◆ Task prompt ◆
Copy the listing word for word, starting at the line that has "Locate every instance of the wheel spoke" and going through to the end of the listing. Leave the pictures out.

[Point labeling listing]
____
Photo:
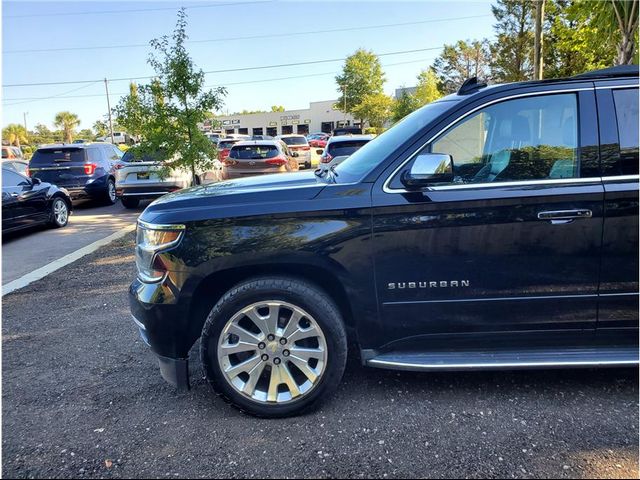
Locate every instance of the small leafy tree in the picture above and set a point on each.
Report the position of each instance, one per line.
(376, 108)
(68, 122)
(15, 134)
(166, 112)
(361, 76)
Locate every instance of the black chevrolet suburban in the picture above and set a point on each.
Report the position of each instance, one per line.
(496, 228)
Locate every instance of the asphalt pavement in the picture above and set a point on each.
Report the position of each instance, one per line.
(28, 250)
(82, 397)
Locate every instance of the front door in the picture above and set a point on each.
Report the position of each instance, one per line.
(513, 243)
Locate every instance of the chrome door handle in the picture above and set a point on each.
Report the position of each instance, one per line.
(559, 217)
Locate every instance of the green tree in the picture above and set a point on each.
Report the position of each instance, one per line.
(15, 134)
(376, 108)
(361, 76)
(167, 111)
(513, 49)
(461, 61)
(403, 106)
(100, 128)
(427, 90)
(68, 122)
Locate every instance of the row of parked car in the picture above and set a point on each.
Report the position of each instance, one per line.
(42, 190)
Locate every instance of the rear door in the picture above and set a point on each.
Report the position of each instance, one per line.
(62, 166)
(513, 243)
(618, 116)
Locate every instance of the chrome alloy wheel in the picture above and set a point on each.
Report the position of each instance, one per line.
(60, 211)
(272, 352)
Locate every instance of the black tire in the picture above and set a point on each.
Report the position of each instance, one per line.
(128, 202)
(58, 221)
(297, 292)
(110, 193)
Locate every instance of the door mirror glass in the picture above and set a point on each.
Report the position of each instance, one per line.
(429, 168)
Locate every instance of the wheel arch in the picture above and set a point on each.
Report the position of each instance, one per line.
(214, 286)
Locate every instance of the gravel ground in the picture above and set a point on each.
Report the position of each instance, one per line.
(82, 397)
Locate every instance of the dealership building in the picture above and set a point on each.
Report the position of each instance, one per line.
(319, 117)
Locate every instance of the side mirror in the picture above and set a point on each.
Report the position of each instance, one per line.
(427, 169)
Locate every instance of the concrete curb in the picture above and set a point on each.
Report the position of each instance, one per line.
(63, 261)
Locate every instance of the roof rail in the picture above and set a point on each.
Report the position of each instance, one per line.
(617, 71)
(471, 85)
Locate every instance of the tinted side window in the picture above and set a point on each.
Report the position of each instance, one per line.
(12, 179)
(626, 103)
(533, 138)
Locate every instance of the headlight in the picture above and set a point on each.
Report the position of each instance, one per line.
(150, 239)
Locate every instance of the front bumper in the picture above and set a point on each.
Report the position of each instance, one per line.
(157, 316)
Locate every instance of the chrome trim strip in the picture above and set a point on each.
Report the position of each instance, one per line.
(611, 87)
(628, 294)
(620, 177)
(499, 299)
(522, 183)
(157, 226)
(140, 194)
(502, 365)
(387, 189)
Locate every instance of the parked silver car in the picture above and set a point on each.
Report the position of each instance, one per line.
(141, 177)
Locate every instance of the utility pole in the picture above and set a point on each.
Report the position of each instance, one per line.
(106, 87)
(537, 45)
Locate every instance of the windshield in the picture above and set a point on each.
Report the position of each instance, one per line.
(295, 140)
(370, 155)
(345, 148)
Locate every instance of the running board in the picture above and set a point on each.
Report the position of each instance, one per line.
(504, 359)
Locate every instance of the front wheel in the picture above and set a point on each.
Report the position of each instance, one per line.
(274, 347)
(59, 215)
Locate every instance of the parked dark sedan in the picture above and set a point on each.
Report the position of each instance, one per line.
(86, 170)
(27, 202)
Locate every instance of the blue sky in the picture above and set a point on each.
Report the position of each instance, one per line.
(59, 25)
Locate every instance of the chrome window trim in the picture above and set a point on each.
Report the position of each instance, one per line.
(611, 87)
(614, 178)
(387, 189)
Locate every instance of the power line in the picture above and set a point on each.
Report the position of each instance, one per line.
(265, 80)
(251, 37)
(227, 70)
(137, 10)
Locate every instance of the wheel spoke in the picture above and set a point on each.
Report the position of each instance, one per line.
(302, 333)
(274, 382)
(304, 368)
(254, 376)
(231, 348)
(245, 366)
(292, 325)
(305, 354)
(245, 335)
(286, 376)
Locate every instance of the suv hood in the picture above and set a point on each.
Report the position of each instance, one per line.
(257, 195)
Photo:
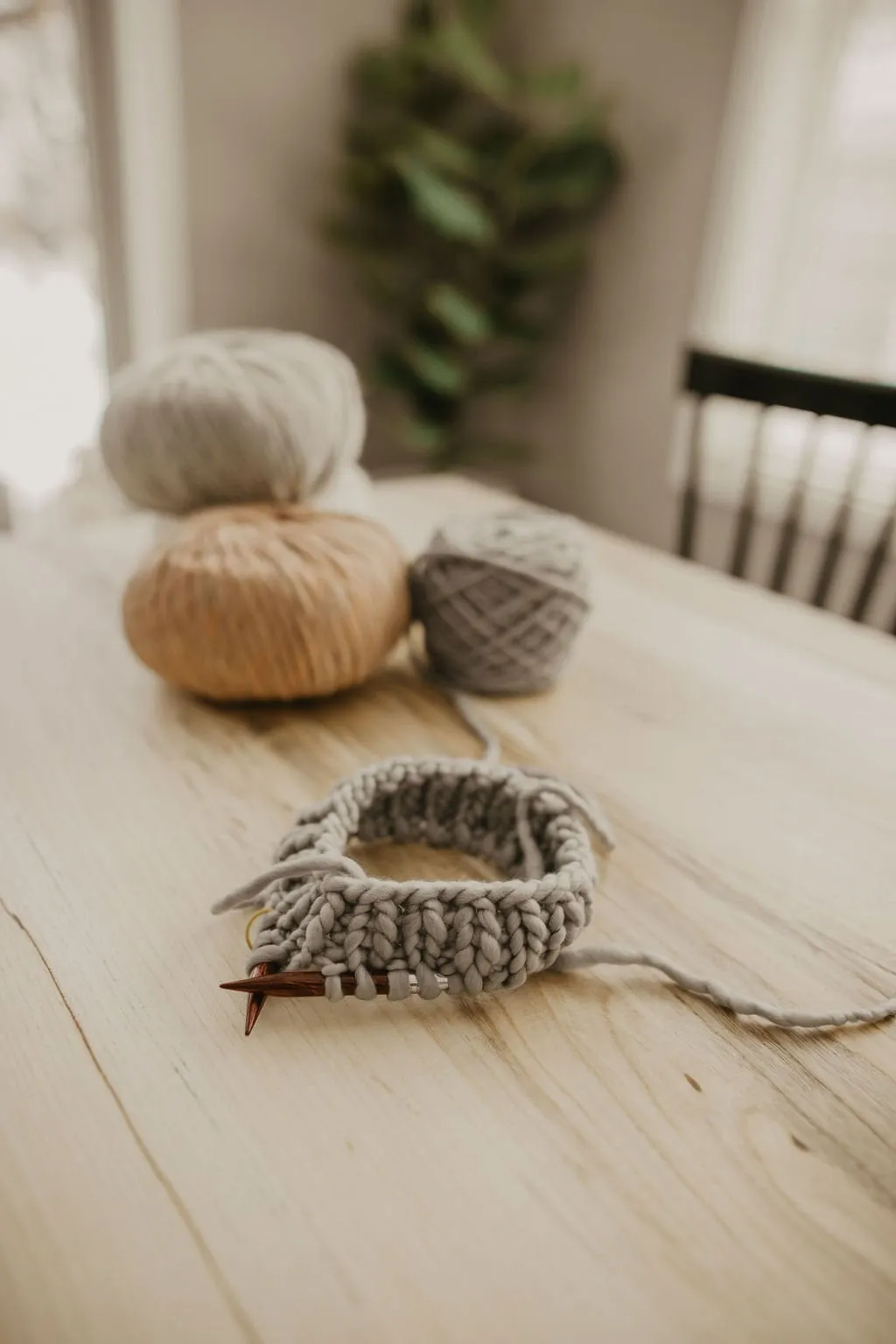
____
◆ Solution for this task ◆
Locate every instance of the wheel spoke in the picture above and set a point on each.
Report the position of each instance, one per line.
(302, 333)
(274, 382)
(304, 368)
(254, 376)
(231, 348)
(245, 366)
(292, 325)
(305, 354)
(245, 335)
(286, 376)
Locate every instance of the suv hood in the picture above and set a point on each.
Report the position of each instance, one per line.
(257, 195)
Photo:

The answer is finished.